= Data excerpts =
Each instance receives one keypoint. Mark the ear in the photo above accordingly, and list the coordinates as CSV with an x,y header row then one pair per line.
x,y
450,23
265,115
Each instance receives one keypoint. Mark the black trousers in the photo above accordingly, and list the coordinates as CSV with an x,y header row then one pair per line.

= Written instruction =
Print the lines above again, word for word and unchanged.

= Correct output =
Each instance receives one keypoint. Mark the ear in the photo above accordingly, and list the coordinates as CSV with an x,y header row then one pair per line.
x,y
450,23
265,115
Each instance receives one keypoint. Mark the black trousers in the photo above accordingly, and list the coordinates as CSV with an x,y header row then one pair per line.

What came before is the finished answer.